Auszug —
Drei von zehn PKW-Werken in Deutschland sollen geschlossen werden. Um genau zu sein: mindestens drei, was immer das heißen mag! Alle Mitarbeiter sollen eine GehaltsKÜRZUNG um 10 % hinnehmen müssen. Auch in den vielleicht sieben verbleibenden Werken soll es einen massiven Stellenabbau geben. Es soll massenhafte, betriebsbedingte Kündigungen geben. 30.000 der 120.000 Jobs in Deutschland sollen wegfallen. Das ist ein Viertel der gesamten Belegschaft in Deutschland!
Nun zur anderen Seite am Verhandlungstisch: 7 % Lohnerhöhung fordert die IG Metall. Kanzler Scholz läßt seinen Sprecher verkünden: VW möge bitte alle Standorte und damit die dortigen Werke und Jobs erhalten. Begründung: „… nämlich, dass mögliche falsche Managemententscheidungen aus der Vergangenheit nicht zulasten der Arbeitnehmerinnen und Arbeitnehmer gehen dürfen“.

Zu erledigende Aufgaben —
1. Prüfe für jede der Aussagen (a) bis (c), ob sie mit dem Auszug übereinstimmt. Antworte jeweils mit Ja oder Nein und zitiere wörtlich die entscheidenden Worte des Auszugs: (a) 30.000 der 120.000 Jobs in Deutschland sollen wegfallen. (b) Die IG Metall fordert eine Lohnerhöhung von 10 %. (c) Kanzler Scholz äußert sich selbst öffentlich zu den Standorten.
2. Gib den Abschnitt des Auszugs von „Drei von zehn“ bis „Belegschaft in Deutschland!“ wortgetreu aus.
3. Nenne in der Reihenfolge ihres Auftretens alle Zahlenangaben, die im Auszug in Ziffern geschrieben sind.
Die Datensätze spielen hierfür keine Rolle.

Vorliegende Datensätze —
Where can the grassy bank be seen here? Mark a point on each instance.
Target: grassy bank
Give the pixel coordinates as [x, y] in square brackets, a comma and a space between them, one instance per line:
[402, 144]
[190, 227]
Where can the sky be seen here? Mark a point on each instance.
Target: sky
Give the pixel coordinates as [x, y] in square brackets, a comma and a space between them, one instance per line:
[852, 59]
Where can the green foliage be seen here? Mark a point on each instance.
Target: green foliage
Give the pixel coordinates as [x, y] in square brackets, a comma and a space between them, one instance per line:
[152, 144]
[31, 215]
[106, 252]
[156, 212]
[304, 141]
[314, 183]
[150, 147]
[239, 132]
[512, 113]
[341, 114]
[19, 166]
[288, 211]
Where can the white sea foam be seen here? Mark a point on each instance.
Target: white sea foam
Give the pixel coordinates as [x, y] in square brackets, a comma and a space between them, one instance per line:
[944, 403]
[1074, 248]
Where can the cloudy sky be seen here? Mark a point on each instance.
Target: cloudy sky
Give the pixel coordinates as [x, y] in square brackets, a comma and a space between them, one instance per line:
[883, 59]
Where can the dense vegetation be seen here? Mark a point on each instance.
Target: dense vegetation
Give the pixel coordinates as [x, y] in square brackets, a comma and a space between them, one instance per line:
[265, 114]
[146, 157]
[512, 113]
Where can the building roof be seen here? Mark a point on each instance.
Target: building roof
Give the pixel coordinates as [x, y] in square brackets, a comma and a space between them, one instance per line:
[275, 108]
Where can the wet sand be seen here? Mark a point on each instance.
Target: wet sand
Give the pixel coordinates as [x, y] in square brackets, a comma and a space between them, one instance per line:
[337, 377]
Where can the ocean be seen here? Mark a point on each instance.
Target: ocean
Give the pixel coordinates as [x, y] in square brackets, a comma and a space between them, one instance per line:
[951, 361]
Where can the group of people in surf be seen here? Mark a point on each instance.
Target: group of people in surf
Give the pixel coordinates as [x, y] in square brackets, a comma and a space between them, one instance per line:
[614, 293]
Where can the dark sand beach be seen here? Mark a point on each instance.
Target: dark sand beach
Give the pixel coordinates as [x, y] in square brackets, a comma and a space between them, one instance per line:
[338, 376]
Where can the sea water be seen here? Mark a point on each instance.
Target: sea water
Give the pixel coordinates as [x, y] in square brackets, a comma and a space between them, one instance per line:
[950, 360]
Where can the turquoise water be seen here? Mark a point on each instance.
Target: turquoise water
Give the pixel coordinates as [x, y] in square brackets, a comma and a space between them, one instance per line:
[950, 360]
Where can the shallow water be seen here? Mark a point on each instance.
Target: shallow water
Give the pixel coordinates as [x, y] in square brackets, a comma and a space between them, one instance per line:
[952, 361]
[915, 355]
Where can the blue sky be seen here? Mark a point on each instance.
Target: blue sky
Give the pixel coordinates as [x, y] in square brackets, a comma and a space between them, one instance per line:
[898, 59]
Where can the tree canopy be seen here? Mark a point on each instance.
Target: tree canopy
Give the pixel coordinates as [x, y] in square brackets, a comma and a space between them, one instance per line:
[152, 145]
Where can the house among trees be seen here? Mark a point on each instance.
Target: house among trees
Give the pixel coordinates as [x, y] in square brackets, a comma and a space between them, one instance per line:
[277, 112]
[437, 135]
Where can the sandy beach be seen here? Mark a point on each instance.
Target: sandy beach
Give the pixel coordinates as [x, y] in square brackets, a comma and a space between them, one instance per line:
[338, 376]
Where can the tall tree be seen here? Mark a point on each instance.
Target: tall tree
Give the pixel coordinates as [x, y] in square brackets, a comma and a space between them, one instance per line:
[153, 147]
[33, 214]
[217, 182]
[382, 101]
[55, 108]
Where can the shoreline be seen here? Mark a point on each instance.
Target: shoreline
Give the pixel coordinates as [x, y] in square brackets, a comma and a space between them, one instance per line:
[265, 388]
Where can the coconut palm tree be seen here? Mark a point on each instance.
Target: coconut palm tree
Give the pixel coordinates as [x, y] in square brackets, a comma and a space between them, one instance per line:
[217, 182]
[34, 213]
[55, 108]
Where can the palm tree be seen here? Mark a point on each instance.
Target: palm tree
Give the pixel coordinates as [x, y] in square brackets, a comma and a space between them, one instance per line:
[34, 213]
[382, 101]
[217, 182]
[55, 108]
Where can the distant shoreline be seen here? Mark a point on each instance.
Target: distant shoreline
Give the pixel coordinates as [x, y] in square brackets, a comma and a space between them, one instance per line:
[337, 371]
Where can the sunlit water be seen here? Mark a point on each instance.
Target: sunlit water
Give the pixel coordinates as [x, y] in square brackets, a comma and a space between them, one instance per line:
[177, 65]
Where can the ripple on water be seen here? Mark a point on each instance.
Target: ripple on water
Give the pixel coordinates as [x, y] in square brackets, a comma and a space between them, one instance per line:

Antworten je Aufgabe —
1.
(a) Ja: „30.000 der 120.000 Jobs in Deutschland sollen wegfallen.“
(b) Nein: „7 % Lohnerhöhung fordert die IG Metall.“
(c) Nein: „Kanzler Scholz läßt seinen Sprecher verkünden“

2.
Drei von zehn PKW-Werken in Deutschland sollen geschlossen werden. Um genau zu sein: mindestens drei, was immer das heißen mag! Alle Mitarbeiter sollen eine GehaltsKÜRZUNG um 10 % hinnehmen müssen. Auch in den vielleicht sieben verbleibenden Werken soll es einen massiven Stellenabbau geben. Es soll massenhafte, betriebsbedingte Kündigungen geben. 30.000 der 120.000 Jobs in Deutschland sollen wegfallen. Das ist ein Viertel der gesamten Belegschaft in Deutschland!

3. 10 %, 30.000, 120.000, 7 %